━━━━━ Available data ━━━━━

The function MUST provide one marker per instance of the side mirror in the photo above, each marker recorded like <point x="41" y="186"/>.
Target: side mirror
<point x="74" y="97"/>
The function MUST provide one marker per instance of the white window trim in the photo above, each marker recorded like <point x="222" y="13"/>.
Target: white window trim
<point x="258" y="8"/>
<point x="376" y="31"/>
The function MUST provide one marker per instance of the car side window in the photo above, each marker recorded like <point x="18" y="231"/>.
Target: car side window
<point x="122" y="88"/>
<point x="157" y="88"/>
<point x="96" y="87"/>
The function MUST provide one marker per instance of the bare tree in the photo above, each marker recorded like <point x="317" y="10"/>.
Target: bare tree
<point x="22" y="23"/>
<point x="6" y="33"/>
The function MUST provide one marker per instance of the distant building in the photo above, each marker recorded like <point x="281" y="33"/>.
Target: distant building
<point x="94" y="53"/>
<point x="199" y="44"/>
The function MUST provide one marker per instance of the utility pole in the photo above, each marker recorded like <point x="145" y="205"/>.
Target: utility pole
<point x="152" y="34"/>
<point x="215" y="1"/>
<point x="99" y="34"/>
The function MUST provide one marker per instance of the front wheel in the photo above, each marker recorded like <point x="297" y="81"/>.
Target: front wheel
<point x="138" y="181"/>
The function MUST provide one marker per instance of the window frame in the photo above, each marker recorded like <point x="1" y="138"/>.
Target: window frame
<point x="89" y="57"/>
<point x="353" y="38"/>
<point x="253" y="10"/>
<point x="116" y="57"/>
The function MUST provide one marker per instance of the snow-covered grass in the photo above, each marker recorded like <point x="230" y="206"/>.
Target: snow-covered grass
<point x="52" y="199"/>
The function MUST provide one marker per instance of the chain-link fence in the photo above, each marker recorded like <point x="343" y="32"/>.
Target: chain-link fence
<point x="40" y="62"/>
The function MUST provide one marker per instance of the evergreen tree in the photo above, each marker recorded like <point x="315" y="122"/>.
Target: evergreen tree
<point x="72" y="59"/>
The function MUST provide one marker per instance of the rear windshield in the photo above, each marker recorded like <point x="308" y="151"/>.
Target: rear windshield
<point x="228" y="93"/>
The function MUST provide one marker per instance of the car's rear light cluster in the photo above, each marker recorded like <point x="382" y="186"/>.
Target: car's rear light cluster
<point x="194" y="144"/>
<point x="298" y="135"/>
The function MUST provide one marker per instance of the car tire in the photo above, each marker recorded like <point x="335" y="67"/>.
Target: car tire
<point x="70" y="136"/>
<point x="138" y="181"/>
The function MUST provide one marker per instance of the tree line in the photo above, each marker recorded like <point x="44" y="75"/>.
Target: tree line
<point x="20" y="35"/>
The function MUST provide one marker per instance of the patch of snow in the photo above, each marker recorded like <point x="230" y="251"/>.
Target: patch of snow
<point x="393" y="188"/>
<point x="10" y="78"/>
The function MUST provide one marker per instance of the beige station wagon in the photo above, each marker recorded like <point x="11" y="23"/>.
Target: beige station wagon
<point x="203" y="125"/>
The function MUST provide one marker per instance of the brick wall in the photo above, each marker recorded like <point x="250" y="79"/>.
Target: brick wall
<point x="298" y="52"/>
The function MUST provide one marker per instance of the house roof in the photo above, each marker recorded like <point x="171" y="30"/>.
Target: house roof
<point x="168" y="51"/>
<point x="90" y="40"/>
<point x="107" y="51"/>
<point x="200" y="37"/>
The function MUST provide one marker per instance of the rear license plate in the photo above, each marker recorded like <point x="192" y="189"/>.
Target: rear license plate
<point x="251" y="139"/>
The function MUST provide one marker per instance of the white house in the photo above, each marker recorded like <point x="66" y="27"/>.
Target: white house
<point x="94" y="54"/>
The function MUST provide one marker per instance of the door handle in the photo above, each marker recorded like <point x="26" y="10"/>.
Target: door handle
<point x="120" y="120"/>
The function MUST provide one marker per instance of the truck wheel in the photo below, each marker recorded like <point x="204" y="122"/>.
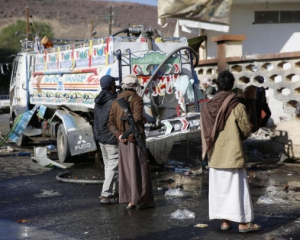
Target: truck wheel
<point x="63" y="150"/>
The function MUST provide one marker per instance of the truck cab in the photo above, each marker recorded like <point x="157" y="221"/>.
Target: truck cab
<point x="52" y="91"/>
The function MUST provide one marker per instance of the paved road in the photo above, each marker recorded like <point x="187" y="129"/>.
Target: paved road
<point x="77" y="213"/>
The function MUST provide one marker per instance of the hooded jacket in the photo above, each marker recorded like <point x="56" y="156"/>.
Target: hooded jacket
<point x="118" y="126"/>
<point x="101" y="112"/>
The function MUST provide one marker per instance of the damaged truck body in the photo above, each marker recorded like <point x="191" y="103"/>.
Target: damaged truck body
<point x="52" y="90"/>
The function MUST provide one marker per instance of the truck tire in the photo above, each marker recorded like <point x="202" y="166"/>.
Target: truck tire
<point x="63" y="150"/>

━━━━━
━━━━━ Available data ━━━━━

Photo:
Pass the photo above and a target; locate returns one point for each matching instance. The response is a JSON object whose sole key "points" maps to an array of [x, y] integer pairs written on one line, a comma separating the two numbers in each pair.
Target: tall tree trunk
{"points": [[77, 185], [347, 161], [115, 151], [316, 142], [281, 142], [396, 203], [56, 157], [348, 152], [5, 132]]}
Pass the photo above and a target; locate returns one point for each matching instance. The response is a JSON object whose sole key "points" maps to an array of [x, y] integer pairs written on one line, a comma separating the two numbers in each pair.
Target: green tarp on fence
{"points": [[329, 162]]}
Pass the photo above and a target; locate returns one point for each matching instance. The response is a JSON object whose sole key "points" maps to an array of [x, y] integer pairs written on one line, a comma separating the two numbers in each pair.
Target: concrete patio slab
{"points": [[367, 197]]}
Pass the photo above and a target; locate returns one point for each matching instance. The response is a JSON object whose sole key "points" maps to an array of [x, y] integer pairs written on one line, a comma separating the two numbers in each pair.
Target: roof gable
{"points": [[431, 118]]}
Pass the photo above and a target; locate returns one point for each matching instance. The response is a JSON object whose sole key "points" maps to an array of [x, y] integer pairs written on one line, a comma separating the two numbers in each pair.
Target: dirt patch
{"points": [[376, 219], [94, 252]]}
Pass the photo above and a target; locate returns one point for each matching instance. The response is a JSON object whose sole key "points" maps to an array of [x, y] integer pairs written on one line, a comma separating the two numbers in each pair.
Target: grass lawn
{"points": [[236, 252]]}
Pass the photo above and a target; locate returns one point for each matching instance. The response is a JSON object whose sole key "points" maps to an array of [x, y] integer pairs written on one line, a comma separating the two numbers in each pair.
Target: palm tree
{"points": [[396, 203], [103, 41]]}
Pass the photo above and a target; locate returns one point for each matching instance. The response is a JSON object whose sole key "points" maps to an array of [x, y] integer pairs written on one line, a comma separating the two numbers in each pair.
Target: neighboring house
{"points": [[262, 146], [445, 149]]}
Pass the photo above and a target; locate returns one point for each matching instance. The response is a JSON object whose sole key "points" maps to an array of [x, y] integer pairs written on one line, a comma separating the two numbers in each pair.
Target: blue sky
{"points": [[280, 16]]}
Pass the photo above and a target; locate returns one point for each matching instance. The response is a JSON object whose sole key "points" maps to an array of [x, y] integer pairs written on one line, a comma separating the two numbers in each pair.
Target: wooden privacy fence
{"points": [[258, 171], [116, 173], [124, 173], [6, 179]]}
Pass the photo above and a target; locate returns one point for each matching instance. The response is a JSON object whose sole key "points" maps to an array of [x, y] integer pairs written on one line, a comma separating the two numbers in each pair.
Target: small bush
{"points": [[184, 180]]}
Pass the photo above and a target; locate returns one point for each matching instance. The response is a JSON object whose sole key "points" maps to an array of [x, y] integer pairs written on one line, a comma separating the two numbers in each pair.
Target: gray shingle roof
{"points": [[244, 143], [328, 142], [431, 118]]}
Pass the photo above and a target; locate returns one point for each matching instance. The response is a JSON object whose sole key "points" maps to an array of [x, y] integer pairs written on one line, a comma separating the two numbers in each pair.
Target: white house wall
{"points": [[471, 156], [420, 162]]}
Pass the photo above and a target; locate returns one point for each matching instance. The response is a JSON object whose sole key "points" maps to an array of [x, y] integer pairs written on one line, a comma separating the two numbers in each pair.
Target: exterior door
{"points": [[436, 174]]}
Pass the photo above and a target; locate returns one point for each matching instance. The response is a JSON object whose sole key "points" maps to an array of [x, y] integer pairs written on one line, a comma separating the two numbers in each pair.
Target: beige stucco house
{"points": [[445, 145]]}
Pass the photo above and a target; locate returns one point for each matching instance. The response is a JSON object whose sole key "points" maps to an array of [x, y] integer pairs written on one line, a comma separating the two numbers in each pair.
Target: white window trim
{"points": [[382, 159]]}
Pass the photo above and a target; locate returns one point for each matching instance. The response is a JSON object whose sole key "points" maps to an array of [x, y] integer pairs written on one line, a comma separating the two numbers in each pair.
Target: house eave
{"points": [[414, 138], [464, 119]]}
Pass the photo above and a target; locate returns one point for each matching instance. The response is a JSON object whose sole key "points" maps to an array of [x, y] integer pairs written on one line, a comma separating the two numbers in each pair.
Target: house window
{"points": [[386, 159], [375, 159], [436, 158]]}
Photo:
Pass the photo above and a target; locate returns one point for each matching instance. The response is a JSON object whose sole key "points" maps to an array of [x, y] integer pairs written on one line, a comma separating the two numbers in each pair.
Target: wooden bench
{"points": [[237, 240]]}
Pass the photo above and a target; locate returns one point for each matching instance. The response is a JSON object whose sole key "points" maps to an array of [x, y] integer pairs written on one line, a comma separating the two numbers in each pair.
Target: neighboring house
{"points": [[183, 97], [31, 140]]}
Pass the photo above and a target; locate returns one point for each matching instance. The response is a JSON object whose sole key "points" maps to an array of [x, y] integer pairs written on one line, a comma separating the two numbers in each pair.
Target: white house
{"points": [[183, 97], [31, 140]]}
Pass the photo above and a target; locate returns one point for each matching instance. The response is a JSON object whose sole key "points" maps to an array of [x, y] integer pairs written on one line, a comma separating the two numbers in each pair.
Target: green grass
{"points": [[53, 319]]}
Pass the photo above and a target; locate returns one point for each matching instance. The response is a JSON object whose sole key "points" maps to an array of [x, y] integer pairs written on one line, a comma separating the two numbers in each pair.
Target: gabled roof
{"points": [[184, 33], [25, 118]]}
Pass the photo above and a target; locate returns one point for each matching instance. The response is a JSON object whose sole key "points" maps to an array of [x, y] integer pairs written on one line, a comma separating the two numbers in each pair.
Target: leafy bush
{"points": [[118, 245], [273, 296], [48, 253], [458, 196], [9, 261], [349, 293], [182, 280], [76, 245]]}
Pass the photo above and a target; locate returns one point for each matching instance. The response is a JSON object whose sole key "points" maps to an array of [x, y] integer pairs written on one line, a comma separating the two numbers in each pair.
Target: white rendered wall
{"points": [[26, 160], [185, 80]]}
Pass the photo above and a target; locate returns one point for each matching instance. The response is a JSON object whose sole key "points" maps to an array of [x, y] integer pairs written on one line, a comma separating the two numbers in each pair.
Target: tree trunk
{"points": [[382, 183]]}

━━━━━
━━━━━ Available data ━━━━━

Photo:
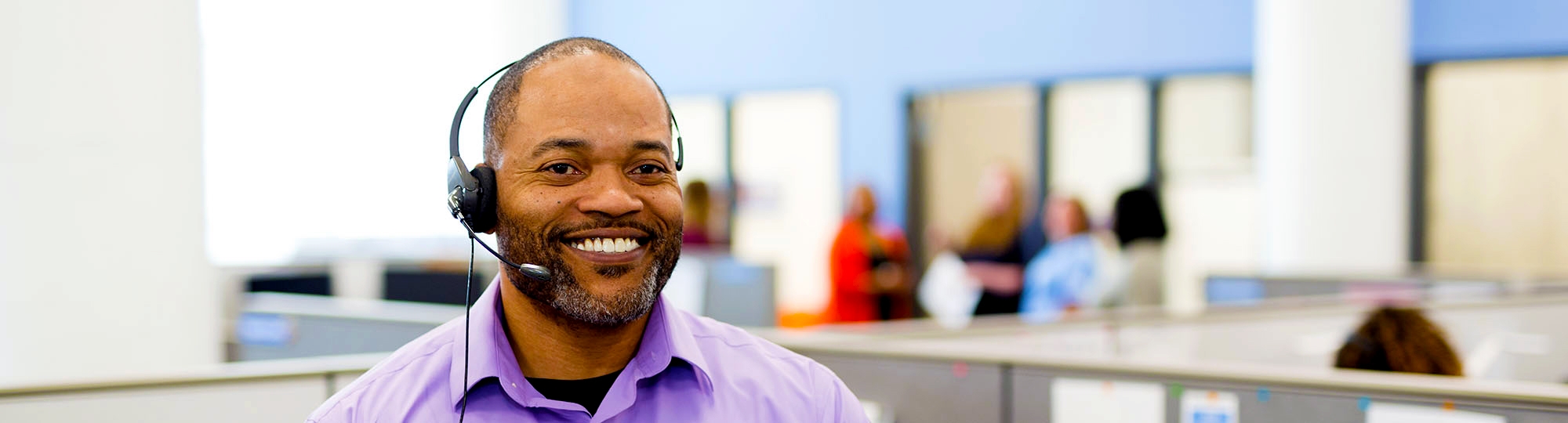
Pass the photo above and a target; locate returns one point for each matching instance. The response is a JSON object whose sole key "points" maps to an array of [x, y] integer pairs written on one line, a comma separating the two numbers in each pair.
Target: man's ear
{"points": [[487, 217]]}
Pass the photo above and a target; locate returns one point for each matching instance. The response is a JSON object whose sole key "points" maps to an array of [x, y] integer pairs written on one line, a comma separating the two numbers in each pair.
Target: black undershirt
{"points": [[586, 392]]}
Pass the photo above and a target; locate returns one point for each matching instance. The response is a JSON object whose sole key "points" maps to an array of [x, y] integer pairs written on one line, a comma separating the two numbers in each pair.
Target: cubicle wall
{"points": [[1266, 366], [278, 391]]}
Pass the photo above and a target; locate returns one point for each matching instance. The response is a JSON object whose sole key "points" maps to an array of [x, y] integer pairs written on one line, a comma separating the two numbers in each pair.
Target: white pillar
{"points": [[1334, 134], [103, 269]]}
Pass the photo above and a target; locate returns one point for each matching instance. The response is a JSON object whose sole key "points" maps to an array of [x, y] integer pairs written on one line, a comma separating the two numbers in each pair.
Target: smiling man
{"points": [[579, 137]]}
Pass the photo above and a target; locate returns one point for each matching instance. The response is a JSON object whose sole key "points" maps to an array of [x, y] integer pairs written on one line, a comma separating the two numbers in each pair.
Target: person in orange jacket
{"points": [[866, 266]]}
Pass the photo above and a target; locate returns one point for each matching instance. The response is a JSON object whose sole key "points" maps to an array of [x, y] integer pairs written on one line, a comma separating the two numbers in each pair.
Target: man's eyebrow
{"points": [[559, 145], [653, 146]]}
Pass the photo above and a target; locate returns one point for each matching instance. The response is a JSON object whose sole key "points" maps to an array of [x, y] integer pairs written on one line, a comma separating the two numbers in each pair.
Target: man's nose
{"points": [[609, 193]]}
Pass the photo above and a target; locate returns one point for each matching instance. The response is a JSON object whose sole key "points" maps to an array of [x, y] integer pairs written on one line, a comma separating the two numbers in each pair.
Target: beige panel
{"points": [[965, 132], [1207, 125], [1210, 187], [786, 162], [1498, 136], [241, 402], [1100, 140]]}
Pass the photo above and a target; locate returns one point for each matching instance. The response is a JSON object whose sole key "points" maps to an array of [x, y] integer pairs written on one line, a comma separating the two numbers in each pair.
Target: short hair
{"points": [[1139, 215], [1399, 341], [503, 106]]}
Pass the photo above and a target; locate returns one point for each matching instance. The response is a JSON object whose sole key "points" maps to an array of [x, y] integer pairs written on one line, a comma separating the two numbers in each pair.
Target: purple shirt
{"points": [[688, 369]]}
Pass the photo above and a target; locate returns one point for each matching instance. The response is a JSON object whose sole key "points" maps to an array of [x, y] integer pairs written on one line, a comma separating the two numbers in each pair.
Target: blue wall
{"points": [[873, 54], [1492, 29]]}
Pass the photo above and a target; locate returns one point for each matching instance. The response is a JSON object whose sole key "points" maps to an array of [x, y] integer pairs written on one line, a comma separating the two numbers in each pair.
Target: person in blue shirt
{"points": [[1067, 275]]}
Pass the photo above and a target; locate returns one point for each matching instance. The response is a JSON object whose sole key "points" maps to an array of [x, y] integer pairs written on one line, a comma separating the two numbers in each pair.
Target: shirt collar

━━━━━

Only the lines above from the line containing "The function MUST provide one marker per instance of the side" through the line containing "The function MUST provide one marker per instance of the window" should be retyped, exactly and with both ends included.

• _Problem solution_:
The function MUST provide one marker per instance of the side mirror in the photo above, each marker recorded like <point x="41" y="186"/>.
Target: side mirror
<point x="74" y="97"/>
The function MUST provide one marker per instance of the white window trim in the photo above, each marker recorded like <point x="222" y="13"/>.
Target: white window trim
<point x="258" y="8"/>
<point x="376" y="31"/>
The function MUST provide one marker per instance of the car side window in the photo above, each marker recorded like <point x="18" y="231"/>.
Target: car side window
<point x="122" y="88"/>
<point x="157" y="88"/>
<point x="96" y="87"/>
The function MUST provide one marker per instance of the bare tree in the photo above, each marker recorded like <point x="317" y="10"/>.
Target: bare tree
<point x="22" y="23"/>
<point x="6" y="33"/>
The function MUST provide one marker per instance of the distant building in the photo above, each marker recorded like <point x="281" y="33"/>.
Target: distant building
<point x="94" y="53"/>
<point x="199" y="44"/>
The function MUST provide one marker per instance of the utility pole in the photo above, each marker recorded like <point x="145" y="205"/>.
Target: utility pole
<point x="152" y="34"/>
<point x="215" y="1"/>
<point x="99" y="34"/>
The function MUST provide one marker per instance of the front wheel in the photo above, each marker recorded like <point x="297" y="81"/>.
Target: front wheel
<point x="138" y="181"/>
The function MUST provide one marker per instance of the window frame in the photo above, each marker recorded like <point x="1" y="138"/>.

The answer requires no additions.